### PROVIDED MATERIAL
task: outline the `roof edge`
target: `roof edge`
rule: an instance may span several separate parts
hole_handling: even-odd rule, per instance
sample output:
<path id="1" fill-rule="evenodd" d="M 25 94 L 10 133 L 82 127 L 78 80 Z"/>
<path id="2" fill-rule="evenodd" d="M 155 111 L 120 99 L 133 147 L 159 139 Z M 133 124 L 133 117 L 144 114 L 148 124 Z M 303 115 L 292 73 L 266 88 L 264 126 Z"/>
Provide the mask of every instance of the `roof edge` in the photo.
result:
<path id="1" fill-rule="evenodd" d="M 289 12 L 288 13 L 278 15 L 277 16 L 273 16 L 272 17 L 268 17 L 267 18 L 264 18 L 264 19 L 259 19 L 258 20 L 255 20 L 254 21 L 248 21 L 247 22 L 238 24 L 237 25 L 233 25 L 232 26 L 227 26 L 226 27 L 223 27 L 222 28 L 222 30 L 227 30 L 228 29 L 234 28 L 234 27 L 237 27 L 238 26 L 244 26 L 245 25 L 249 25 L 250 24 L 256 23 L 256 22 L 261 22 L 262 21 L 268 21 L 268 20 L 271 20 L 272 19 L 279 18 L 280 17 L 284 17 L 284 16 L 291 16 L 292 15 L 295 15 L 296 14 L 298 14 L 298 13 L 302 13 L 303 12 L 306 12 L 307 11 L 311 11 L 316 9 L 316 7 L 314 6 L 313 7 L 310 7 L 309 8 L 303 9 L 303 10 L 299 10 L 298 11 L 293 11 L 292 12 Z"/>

### OBJECTIVE
Reproduce every line of the data above character for character, with no changes.

### WRITTEN RESPONSE
task: outline the `roof edge`
target: `roof edge`
rule: an instance may span several separate parts
hole_handling: even-odd rule, per instance
sample output:
<path id="1" fill-rule="evenodd" d="M 25 94 L 10 133 L 82 127 L 78 80 Z"/>
<path id="2" fill-rule="evenodd" d="M 155 111 L 120 99 L 133 147 L 159 139 Z M 133 124 L 133 117 L 144 114 L 148 124 Z M 303 115 L 292 73 L 266 88 L 264 126 Z"/>
Provide the mask of every instance of the `roof edge` in the photo.
result:
<path id="1" fill-rule="evenodd" d="M 289 12 L 288 13 L 278 15 L 277 16 L 273 16 L 272 17 L 268 17 L 267 18 L 264 18 L 264 19 L 259 19 L 258 20 L 255 20 L 254 21 L 248 21 L 247 22 L 238 24 L 237 25 L 233 25 L 232 26 L 227 26 L 226 27 L 223 27 L 222 28 L 222 30 L 227 30 L 228 29 L 234 28 L 234 27 L 237 27 L 238 26 L 244 26 L 245 25 L 249 25 L 250 24 L 256 23 L 256 22 L 261 22 L 262 21 L 268 21 L 268 20 L 271 20 L 272 19 L 279 18 L 280 17 L 284 17 L 284 16 L 291 16 L 292 15 L 295 15 L 296 14 L 298 14 L 298 13 L 302 13 L 303 12 L 306 12 L 307 11 L 311 11 L 316 9 L 316 7 L 314 6 L 313 7 L 310 7 L 309 8 L 303 9 L 303 10 L 299 10 L 298 11 L 293 11 L 292 12 Z"/>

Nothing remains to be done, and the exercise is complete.